• Problem description: For the material below, please count the lines containing "white". Reply with the count alone.

-- Opening Marker --

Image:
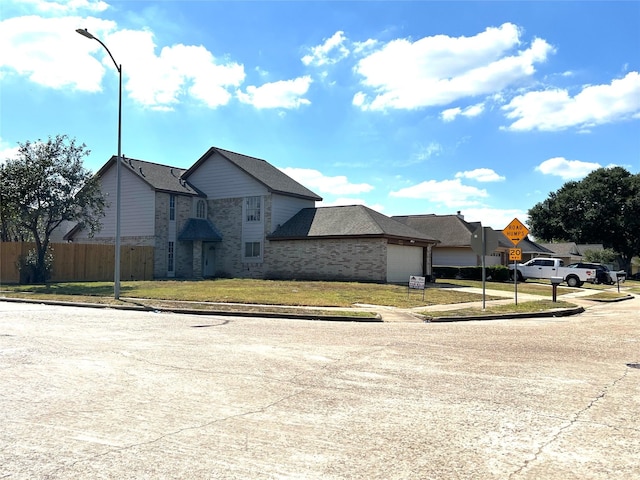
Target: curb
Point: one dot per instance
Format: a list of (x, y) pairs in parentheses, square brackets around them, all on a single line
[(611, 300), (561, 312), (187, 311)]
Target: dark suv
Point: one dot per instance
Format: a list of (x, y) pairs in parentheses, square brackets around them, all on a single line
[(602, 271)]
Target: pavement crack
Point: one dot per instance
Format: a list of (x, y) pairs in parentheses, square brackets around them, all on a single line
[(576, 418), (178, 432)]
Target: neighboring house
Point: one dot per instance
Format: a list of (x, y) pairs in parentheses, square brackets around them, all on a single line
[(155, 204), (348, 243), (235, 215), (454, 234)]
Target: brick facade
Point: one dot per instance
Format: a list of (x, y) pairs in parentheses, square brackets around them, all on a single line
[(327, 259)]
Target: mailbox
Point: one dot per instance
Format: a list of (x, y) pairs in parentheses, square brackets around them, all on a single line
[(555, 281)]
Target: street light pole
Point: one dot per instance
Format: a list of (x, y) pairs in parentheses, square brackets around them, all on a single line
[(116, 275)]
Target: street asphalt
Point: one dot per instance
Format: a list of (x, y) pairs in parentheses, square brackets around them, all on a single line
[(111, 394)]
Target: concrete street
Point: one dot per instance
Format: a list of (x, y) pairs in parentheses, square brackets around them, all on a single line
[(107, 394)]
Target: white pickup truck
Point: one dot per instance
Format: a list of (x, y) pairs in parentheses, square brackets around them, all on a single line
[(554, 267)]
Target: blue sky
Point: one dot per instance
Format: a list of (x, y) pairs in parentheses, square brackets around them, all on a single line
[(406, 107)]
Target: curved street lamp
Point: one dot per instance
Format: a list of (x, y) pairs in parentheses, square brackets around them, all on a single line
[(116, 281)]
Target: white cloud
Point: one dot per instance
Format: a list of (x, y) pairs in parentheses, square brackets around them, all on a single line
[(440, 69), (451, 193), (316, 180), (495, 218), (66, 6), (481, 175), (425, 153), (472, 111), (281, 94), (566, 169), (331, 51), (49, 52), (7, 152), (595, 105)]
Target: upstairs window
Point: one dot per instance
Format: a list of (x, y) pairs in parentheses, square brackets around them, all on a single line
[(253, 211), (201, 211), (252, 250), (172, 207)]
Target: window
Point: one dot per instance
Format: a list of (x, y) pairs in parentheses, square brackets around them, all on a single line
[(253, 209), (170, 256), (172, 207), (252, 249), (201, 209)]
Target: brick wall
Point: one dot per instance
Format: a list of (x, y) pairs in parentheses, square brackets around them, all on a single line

-- Closing Marker --
-- Opening Marker --

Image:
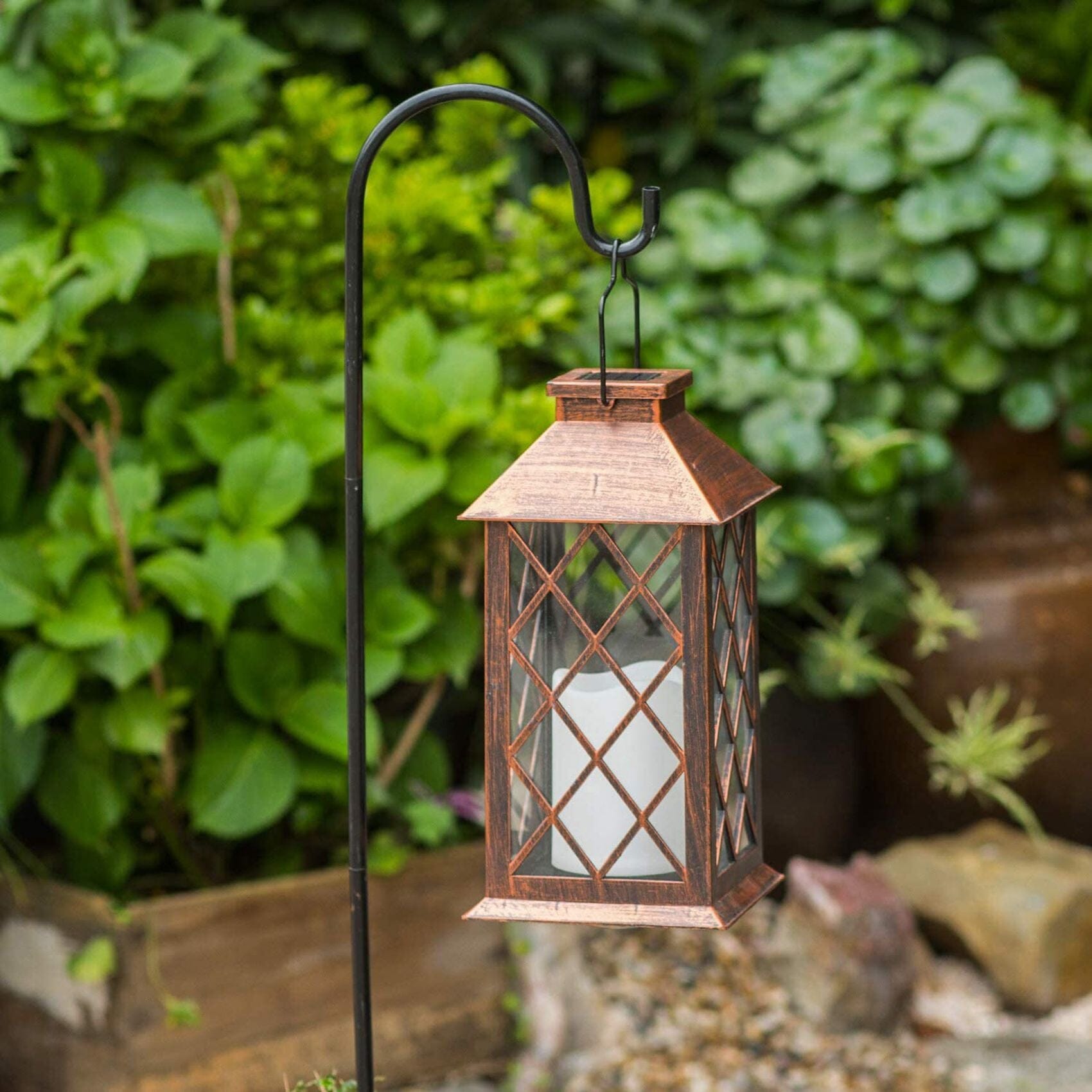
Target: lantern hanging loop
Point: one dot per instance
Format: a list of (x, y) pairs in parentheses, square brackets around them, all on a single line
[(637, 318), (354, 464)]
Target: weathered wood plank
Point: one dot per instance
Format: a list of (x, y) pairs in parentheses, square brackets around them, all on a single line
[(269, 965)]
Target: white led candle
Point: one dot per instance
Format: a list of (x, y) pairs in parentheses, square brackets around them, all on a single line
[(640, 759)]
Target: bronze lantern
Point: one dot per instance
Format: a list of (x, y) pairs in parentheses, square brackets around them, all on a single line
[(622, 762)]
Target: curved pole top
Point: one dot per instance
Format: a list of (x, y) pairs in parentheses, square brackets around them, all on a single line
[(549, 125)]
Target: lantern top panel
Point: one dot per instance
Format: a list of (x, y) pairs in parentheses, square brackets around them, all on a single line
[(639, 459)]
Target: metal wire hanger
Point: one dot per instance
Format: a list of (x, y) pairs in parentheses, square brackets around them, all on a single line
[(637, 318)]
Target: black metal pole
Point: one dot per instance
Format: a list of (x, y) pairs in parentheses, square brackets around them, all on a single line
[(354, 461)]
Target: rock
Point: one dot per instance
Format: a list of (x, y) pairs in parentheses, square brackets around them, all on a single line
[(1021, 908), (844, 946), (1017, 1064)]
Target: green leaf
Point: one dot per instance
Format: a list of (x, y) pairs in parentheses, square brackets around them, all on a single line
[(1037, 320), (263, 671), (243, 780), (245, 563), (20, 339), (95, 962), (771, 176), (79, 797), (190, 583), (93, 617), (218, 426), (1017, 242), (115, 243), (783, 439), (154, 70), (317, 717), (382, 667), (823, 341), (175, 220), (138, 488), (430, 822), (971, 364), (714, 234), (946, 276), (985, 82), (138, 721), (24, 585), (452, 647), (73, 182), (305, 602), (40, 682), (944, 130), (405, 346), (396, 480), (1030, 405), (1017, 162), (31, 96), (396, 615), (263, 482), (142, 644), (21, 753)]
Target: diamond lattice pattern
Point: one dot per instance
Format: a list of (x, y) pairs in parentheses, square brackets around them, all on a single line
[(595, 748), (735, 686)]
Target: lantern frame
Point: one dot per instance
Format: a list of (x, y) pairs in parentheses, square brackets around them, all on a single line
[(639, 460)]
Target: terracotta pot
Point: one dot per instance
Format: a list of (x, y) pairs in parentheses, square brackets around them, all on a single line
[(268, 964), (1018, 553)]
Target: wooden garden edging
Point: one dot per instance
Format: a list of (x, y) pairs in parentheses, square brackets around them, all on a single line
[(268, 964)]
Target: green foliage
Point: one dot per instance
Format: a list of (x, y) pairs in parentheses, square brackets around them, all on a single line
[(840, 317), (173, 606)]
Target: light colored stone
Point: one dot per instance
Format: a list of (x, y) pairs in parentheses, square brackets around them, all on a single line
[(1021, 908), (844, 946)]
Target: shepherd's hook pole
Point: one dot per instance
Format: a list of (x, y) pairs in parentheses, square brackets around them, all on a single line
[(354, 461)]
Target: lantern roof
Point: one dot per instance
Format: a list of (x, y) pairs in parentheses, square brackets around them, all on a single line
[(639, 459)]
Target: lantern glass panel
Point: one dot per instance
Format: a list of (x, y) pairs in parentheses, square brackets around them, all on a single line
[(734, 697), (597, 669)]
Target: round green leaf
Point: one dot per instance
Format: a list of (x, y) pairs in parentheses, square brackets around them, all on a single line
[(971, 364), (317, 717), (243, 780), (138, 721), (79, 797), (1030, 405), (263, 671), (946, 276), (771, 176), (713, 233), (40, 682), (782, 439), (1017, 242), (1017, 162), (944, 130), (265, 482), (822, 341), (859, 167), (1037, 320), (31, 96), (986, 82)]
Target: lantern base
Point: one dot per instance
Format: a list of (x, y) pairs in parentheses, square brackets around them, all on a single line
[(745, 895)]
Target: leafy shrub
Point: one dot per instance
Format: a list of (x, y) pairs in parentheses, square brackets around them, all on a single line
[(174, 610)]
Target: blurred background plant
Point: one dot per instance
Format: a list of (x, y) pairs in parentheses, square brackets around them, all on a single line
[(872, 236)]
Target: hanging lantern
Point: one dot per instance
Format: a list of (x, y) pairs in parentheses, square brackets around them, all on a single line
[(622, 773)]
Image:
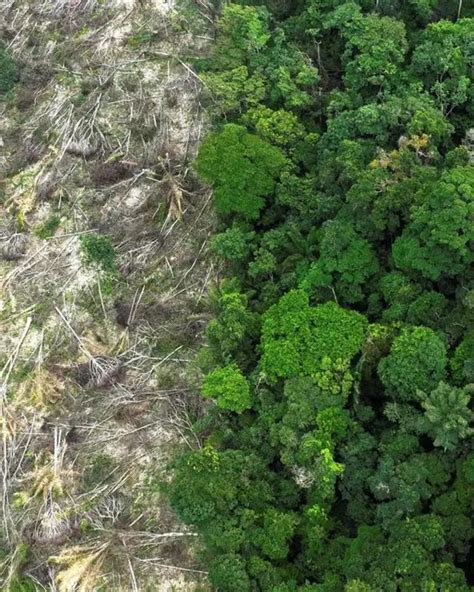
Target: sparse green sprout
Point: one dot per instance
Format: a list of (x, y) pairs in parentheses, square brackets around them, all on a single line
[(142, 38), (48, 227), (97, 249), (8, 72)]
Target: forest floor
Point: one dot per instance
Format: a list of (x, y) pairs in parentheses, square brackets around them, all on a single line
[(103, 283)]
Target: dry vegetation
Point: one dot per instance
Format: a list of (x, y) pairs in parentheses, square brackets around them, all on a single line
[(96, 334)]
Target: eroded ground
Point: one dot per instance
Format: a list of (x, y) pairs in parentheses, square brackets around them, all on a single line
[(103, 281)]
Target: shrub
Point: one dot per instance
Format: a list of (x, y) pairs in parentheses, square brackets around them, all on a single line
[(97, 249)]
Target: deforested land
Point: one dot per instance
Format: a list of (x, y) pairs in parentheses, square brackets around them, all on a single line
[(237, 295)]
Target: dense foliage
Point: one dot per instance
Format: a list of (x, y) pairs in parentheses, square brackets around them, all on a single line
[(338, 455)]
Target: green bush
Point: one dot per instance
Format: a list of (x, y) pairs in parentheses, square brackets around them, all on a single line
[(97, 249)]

-- Closing Marker --

• Solution for this exercise: 3